_TASKS TO PERFORM_
**a)** In the forum thread about Java streams, how long does the answer say Java has had the java.io.InputStream interface?
**b)** Reproduce the part of the Java streams thread between "Search code examples" and "that means either.", inclusive.

_EXCERPTED PASSAGE_
- - -
Search code examples
javaiostreaminputstreamoutputstream

Trying to understand Java I/O and streams


Very new to coding and Java, and I'm trying to wrap my head around streams.

My textbook says that "a stream is linked to a physical device by the Java I/O system." What do they mean when they say "physical"? I've also seen the word used to describe code instead of an actual physical thing that one can see and touch.

When they say a stream is linked to a physical device, do they mean an actual thing you can hold, or something that exists in memory, like an object? Google isn't helping me much with this, saying things like "A Stream is linked to a physical layer", and I'm not sure what that means either.


Solution

  • Your book is probably outdated.

    Java has had the java.io.InputStream interface for about 30 years. That's what it is referring to, but is incorrect.

    Java also has the java.util.stream.Stream stream which is completely unrelated and also uses that word.
- - -
_DATA UNDER STUDY_
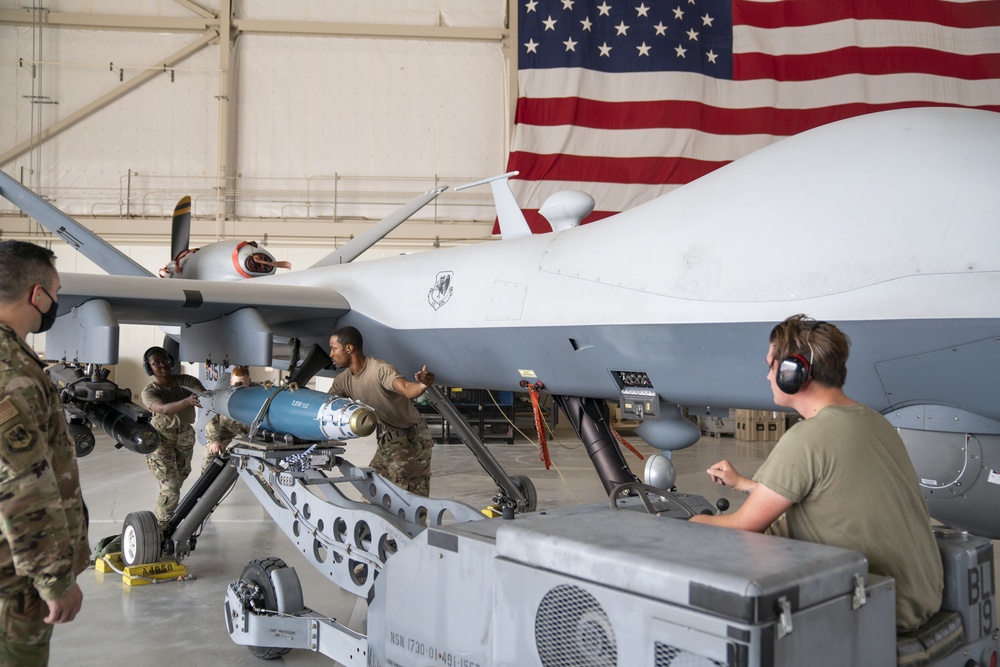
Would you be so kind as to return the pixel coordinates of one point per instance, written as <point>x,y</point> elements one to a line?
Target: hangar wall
<point>319,110</point>
<point>297,123</point>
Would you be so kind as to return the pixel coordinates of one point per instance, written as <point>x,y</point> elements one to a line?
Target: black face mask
<point>49,316</point>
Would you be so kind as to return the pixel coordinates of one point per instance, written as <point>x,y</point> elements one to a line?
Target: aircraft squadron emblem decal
<point>441,292</point>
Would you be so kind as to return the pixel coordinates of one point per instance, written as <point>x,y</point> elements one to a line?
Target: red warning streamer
<point>543,445</point>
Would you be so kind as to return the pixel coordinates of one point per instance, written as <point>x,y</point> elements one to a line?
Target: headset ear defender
<point>150,352</point>
<point>793,374</point>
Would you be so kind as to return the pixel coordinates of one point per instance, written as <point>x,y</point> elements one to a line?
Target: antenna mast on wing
<point>353,248</point>
<point>512,222</point>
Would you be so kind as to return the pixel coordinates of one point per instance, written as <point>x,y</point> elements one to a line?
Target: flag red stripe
<point>652,170</point>
<point>682,114</point>
<point>793,14</point>
<point>859,60</point>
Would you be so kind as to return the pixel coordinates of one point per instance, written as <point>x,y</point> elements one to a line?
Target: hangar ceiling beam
<point>104,100</point>
<point>23,17</point>
<point>207,20</point>
<point>369,30</point>
<point>197,9</point>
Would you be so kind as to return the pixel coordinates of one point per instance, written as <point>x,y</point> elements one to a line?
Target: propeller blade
<point>180,232</point>
<point>316,359</point>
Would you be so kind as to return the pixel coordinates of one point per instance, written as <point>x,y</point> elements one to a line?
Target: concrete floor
<point>181,623</point>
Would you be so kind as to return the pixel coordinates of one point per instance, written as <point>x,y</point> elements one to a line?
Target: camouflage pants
<point>170,464</point>
<point>24,635</point>
<point>405,460</point>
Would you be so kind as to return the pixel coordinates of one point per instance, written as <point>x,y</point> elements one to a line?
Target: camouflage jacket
<point>43,530</point>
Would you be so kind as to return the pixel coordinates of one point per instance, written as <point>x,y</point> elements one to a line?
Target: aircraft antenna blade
<point>180,229</point>
<point>509,214</point>
<point>92,246</point>
<point>353,248</point>
<point>316,359</point>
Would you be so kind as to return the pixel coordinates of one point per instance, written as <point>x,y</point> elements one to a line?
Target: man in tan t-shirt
<point>841,477</point>
<point>404,441</point>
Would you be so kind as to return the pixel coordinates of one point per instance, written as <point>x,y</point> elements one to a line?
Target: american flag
<point>629,99</point>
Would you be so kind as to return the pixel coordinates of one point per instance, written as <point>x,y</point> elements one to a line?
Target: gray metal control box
<point>594,587</point>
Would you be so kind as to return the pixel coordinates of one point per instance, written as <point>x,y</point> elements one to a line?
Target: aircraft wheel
<point>528,489</point>
<point>258,573</point>
<point>142,541</point>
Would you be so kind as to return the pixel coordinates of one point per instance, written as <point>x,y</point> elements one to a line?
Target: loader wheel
<point>258,573</point>
<point>141,539</point>
<point>528,489</point>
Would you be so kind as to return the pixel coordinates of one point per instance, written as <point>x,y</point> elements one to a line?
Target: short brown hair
<point>822,344</point>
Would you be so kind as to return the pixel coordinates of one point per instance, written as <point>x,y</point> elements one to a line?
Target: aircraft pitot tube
<point>306,414</point>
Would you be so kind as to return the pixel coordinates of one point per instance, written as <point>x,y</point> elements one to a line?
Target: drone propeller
<point>180,231</point>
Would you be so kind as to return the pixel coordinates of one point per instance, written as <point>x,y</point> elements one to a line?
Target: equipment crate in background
<point>759,425</point>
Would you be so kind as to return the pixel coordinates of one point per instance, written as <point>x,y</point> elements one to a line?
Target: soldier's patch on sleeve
<point>7,410</point>
<point>16,439</point>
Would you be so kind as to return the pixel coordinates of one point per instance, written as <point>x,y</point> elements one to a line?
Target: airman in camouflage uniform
<point>404,441</point>
<point>43,529</point>
<point>173,414</point>
<point>221,430</point>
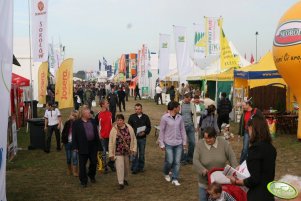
- - -
_RESPONSES TO THE EXERCISE_
**a)** About 30 years.

**b)**
Search code examples
javaiostreaminputstreamoutputstream

Trying to understand Java I/O and streams


Very new to coding and Java, and I'm trying to wrap my head around streams.

My textbook says that "a stream is linked to a physical device by the Java I/O system." What do they mean when they say "physical"? I've also seen the word used to describe code instead of an actual physical thing that one can see and touch.

When they say a stream is linked to a physical device, do they mean an actual thing you can hold, or something that exists in memory, like an object? Google isn't helping me much with this, saying things like "A Stream is linked to a physical layer", and I'm not sure what that means either.